# 3rd DTM race weekend has BMW still on top for Team and Manufacturers' Championships



## [email protected] (Aug 15, 2012)

BMW Motorsport leaves the Lausitzring (DE) with a further 25 hard-fought points to its name. BMW and BMW Team RMG were able to retain their leads in the Manufacturers' Championship and Team competition. Marco Wittmann (DE) is second in the Drivers' Championship after finishing fourth and sixth at the 3.478-kilometre circuit. In total, four BMW drivers scored points at the EuroSpeedway, in the form of Wittmann, Maxime Martin (BE), Bruno Spengler (CA) and Timo Glock (DE).

*Jens Marquardt (BMW Motorsport Director):* "I think we put on a fantastic show for the fans with this Motorsport Festival. There was a lot going on out on the track, and we had very good crowds in the stands. There was a real festival atmosphere. This joint event with the DTM, ADAC GT Masters and SUPERBIKE*IDM was a great success. Thank you to everyone who made it possible. The Sunday race was hard work for us again. Marco Wittmann achieved a very good result with his sixth place. The points scored by Bruno Spengler and Timo Glock were also important. We knew we would struggle on this track, but still came away with some points. We will now turn our attention to the next race at the Norisring."

*Stefan Reinhold (Team Principal, BMW Team RMG):* "We put on a really good show this weekend - and the drivers did a fantastic job. I would like to say a special thank you to our engineers. They prepared meticulously for this weekend, and their hard work paid off. It was a big success for us. As expected, the circuit was a big challenge, but we got something out of the weekend."

*Ernest Knoors (Team Principal, BMW Team MTEK):* "Firstly, I am just pleased that the incident involving Augusto did not have any serious consequences. That was really very dangerous. It was a disappointing weekend for us. We had problems setting a good pace in qualifying. However, everything actually fell into place in the race itself. The pit stop was superb and the strategy was good. We just need to start from further up the grid. That is what we will be aiming for at the Norisring."

*Bart Mampaey (Team Principal, BMW Team RBM):* "We always knew that this would be a difficult weekend. We tried everything. We failed to score any points with Tom this weekend, and only succeeded with Maxime on Saturday. That is disappointing, but we certainly learned a lot. That will help us next time."

*Charly Lamm (Team Principal, BMW Team Schnitzer):* "That was not our weekend. We will have to look into exactly why that was the case. We were lacking performance, and we need to find out why quickly. If everything does not fall into place perfectly in the DTM, then you find yourself fighting towards the back of the field."

*Marco Wittmann (BMW Team RMG, Sun.: 6th place, Sat.: 4th place): *"I feel very positive after this weekend. We knew beforehand that we would not find it easy at the Lausitzring. With this in mind, fourth and sixth are very good results. I scored important points, and thus made the most of our opportunities. Unfortunately, my start was something of a disaster in Sunday's race. I got away really badly. However, I fought back very well after that, and was the fastest BMW driver in the race."

# [GIVEN PROBLEM 1]
In the DTM race report, translate this sentence into French: "We knew we would struggle on this track, but still came away with some points."

# [Excerpts of location-labeling data]
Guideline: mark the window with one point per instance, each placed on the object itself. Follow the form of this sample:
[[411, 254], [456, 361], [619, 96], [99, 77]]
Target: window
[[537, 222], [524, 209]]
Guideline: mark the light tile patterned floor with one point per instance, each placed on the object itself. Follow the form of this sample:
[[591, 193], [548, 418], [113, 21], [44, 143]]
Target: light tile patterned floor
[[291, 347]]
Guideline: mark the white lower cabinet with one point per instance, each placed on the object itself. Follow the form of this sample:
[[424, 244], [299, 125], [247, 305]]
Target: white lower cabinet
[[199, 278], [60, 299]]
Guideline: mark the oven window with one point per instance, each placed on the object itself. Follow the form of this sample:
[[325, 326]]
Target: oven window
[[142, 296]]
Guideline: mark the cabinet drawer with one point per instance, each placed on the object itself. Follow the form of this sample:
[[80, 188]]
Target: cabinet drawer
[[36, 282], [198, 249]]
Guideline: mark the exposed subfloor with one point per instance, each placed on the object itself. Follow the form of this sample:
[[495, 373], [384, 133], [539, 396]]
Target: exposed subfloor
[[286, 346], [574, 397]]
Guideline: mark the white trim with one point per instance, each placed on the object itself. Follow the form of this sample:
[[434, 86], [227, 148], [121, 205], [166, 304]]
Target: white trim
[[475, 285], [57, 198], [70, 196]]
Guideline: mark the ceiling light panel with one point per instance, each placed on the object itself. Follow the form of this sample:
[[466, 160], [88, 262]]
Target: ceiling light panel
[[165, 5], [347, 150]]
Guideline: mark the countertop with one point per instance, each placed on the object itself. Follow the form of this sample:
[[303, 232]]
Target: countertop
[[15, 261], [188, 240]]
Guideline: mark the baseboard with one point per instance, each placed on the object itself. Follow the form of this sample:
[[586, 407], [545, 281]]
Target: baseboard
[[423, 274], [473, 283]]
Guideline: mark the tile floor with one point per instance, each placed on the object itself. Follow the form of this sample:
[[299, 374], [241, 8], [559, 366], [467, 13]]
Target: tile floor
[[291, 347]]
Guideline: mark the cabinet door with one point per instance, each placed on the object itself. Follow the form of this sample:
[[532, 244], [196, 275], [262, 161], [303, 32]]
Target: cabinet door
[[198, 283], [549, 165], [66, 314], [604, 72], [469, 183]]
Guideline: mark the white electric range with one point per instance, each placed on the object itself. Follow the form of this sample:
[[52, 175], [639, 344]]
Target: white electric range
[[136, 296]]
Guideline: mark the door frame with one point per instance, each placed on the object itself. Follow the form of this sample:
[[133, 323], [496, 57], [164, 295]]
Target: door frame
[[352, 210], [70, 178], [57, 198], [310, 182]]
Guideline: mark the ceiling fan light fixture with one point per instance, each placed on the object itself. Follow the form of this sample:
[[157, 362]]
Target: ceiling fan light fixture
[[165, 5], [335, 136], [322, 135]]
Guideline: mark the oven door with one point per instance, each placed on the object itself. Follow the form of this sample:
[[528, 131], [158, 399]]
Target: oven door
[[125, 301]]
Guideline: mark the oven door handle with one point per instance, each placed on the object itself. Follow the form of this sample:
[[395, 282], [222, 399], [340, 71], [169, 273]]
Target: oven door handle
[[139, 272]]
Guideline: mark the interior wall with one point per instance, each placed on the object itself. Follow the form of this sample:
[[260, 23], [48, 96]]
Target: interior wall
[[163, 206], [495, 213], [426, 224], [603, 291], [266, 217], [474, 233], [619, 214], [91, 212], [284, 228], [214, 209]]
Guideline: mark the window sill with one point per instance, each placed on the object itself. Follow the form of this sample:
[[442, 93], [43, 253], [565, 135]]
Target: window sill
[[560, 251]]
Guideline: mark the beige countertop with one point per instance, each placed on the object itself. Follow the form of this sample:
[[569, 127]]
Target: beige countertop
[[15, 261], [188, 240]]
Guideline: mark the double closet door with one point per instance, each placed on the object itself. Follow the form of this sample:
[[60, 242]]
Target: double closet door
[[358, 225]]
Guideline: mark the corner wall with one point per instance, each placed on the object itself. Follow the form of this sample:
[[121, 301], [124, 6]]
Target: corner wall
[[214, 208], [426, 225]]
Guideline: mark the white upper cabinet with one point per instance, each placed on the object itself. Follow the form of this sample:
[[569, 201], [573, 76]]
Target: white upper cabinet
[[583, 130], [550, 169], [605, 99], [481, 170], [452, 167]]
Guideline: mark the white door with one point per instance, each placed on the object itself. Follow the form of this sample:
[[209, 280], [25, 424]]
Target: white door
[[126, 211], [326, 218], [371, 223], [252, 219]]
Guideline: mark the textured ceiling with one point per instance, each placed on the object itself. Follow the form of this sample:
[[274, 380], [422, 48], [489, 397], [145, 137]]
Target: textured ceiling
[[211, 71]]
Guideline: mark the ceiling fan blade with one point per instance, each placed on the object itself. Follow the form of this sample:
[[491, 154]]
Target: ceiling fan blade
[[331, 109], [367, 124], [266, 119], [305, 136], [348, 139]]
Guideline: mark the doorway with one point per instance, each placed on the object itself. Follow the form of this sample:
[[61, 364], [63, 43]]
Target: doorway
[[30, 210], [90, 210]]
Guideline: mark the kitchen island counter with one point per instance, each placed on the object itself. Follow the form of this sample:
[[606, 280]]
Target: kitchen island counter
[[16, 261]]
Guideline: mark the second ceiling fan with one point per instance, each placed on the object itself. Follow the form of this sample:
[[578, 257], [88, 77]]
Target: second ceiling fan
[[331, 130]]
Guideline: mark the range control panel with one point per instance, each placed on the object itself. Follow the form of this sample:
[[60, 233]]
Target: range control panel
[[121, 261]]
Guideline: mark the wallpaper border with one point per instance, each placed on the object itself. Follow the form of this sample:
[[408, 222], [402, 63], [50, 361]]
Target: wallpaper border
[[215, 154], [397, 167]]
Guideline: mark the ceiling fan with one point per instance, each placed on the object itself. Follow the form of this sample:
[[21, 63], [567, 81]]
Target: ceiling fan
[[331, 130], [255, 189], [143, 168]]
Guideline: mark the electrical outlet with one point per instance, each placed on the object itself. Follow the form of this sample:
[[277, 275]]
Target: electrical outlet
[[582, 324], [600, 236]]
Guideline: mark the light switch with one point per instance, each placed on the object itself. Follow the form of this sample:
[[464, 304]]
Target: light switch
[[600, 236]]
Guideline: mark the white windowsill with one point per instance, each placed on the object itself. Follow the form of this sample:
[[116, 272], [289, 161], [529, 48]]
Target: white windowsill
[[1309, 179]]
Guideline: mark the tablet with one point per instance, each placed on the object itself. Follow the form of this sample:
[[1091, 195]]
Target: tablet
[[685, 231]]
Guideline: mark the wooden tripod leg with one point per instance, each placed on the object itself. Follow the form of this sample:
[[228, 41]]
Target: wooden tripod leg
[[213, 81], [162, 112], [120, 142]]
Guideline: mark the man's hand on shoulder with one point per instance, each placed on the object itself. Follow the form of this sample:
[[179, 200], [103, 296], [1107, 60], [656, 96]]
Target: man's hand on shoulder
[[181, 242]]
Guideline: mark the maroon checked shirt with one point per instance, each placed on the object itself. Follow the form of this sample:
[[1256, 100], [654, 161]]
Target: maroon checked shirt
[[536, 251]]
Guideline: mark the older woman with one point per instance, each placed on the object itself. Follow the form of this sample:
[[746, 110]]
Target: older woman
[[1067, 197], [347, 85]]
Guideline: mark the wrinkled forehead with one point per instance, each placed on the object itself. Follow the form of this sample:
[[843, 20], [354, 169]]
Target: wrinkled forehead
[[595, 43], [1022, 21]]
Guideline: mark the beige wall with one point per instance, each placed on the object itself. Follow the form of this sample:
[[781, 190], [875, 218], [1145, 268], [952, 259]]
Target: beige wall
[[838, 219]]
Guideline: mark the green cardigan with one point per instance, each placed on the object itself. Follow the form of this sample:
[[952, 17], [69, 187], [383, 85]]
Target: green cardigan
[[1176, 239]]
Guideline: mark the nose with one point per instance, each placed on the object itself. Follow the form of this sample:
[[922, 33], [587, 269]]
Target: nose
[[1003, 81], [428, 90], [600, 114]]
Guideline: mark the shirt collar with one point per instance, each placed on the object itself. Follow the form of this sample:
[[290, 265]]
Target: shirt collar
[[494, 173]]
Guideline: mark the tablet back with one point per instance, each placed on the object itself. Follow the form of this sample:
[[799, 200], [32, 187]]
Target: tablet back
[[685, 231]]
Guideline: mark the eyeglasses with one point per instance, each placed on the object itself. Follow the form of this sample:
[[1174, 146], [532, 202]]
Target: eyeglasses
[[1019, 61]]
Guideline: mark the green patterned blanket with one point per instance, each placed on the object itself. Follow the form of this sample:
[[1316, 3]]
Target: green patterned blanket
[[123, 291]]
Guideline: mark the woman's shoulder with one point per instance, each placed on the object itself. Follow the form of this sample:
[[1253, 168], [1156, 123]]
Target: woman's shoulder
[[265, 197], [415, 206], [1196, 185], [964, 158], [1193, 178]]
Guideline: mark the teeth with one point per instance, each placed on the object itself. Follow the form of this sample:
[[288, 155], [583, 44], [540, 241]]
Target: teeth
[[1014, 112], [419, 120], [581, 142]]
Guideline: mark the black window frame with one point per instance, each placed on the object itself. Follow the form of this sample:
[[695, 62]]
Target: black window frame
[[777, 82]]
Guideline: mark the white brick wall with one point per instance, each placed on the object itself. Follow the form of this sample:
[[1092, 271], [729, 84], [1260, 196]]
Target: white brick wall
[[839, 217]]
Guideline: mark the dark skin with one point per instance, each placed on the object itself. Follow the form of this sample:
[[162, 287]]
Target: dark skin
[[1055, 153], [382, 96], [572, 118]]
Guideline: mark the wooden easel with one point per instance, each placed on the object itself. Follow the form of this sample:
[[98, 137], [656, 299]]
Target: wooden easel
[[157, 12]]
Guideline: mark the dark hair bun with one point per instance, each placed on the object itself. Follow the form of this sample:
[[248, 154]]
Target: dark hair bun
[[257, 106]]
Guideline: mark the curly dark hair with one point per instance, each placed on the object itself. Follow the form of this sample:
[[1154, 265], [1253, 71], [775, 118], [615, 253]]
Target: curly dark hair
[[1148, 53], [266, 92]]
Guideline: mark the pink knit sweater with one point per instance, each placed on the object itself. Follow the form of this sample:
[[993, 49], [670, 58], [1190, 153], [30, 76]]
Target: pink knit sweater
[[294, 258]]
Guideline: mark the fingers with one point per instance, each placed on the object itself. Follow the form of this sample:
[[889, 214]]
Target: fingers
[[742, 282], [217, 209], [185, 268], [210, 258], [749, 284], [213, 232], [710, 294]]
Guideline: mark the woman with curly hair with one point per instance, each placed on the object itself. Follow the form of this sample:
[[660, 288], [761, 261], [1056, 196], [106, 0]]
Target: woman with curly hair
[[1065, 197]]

# [GIVEN PROBLEM 2]
Rewrite the listing as a numbered list, running from its first line up to and including the line containing "[[36, 282], [198, 249]]".

# [WRITTEN RESPONSE 1]
Nous savions que nous aurions du mal sur ce circuit, mais nous sommes tout de même repartis avec quelques points.

# [WRITTEN RESPONSE 2]
1. Guideline: mark the window with one point per instance, each placed on the object itself. Follow the form of this sample:
2. [[411, 254], [456, 361], [619, 96], [99, 77]]
3. Target: window
4. [[537, 222], [524, 209]]
5. Guideline: mark the light tile patterned floor with one point per instance, each placed on the object itself. Follow the form of this sample:
6. [[591, 193], [548, 418], [113, 21], [44, 143]]
7. Target: light tile patterned floor
8. [[291, 347]]
9. Guideline: mark the white lower cabinet with one point per instance, each placed on the object itself. Follow the form of this sample:
10. [[424, 244], [299, 125], [247, 305]]
11. Target: white lower cabinet
12. [[199, 278], [60, 299]]
13. Guideline: mark the oven window with one point per instance, each placed on the object itself. Follow the form of this sample:
14. [[325, 326]]
15. Target: oven window
16. [[142, 296]]
17. Guideline: mark the cabinet drawer with one point per instance, each placed on the object itself. Follow the form of this sample:
18. [[80, 188]]
19. Target: cabinet drawer
20. [[36, 282], [198, 249]]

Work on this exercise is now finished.